• Document section
Tag Archives: pork

Delirious for Dumplings

Since arriving in Hong Kong, I’ve been surprised by the relative lack of regional Chinese restaurants.  While Hong Kong and Guangdong style cuisine reigns supreme, there are noticeably few Sichuan, Shanghai, and Northern-style Chinese establishments.  I might even venture so far to say that Japanese and Vietnamese restaurants outnumber their Mainland counterparts.

As a result, I was pleasantly surprised when my co-worker suggested that we try a Beijing-style dumpling place for lunch.  The meal brought back pleasant memories of my 6-month stint in Beijing, in which jiaozi were an integral part of my diet.

• Exercise a
Reproduce the stretch of the dumpling post from "Delirious for Dumplings" through "their Mainland counterparts." word for word.
The dumpling post and the listing come from unrelated sources.

• Source data
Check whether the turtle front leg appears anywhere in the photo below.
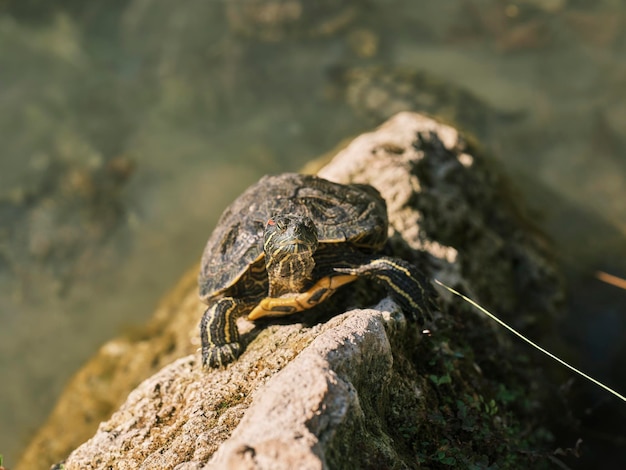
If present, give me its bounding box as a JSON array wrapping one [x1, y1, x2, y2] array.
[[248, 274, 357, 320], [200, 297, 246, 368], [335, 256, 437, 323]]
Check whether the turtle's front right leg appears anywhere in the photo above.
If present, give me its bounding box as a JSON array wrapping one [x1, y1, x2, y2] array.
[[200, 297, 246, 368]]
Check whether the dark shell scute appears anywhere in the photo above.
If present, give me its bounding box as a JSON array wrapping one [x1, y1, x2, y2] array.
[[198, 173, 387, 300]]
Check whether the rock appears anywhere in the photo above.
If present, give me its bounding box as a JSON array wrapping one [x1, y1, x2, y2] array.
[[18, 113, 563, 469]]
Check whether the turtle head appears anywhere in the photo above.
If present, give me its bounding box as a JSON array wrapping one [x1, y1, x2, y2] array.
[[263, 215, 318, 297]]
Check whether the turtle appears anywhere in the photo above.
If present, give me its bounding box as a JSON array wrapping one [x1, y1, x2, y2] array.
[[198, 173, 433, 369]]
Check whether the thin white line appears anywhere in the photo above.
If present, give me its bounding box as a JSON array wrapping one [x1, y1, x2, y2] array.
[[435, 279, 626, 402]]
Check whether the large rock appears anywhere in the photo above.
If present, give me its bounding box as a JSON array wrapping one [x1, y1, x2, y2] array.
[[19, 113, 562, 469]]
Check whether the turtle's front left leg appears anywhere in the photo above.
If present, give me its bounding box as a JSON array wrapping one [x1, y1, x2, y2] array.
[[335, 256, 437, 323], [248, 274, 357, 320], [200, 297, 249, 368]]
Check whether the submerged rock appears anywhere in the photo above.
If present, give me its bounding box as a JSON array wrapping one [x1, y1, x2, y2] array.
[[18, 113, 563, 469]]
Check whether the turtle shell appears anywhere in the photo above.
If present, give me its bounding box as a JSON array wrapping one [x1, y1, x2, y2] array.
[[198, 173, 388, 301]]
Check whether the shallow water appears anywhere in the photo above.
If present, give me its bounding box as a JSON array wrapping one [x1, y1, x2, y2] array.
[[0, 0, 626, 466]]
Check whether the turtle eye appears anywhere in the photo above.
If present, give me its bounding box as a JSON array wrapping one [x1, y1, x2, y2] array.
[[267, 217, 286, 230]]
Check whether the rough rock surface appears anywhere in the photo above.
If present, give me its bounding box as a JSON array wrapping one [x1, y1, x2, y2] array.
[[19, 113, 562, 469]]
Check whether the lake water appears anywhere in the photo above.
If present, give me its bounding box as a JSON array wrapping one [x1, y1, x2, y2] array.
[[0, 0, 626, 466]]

• Exercise b
Format the stretch of the listing from the line containing "Check whether the lake" through the end of the listing as a numbered list, leaving out blank lines.

• Right answer a
Delirious for Dumplings

Since arriving in Hong Kong, I’ve been surprised by the relative lack of regional Chinese restaurants.  While Hong Kong and Guangdong style cuisine reigns supreme, there are noticeably few Sichuan, Shanghai, and Northern-style Chinese establishments.  I might even venture so far to say that Japanese and Vietnamese restaurants outnumber their Mainland counterparts.

• Right answer b
1. Check whether the lake water appears anywhere in the photo above.
2. If present, give me its bounding box as a JSON array wrapping one [x1, y1, x2, y2] array.
3. [[0, 0, 626, 466]]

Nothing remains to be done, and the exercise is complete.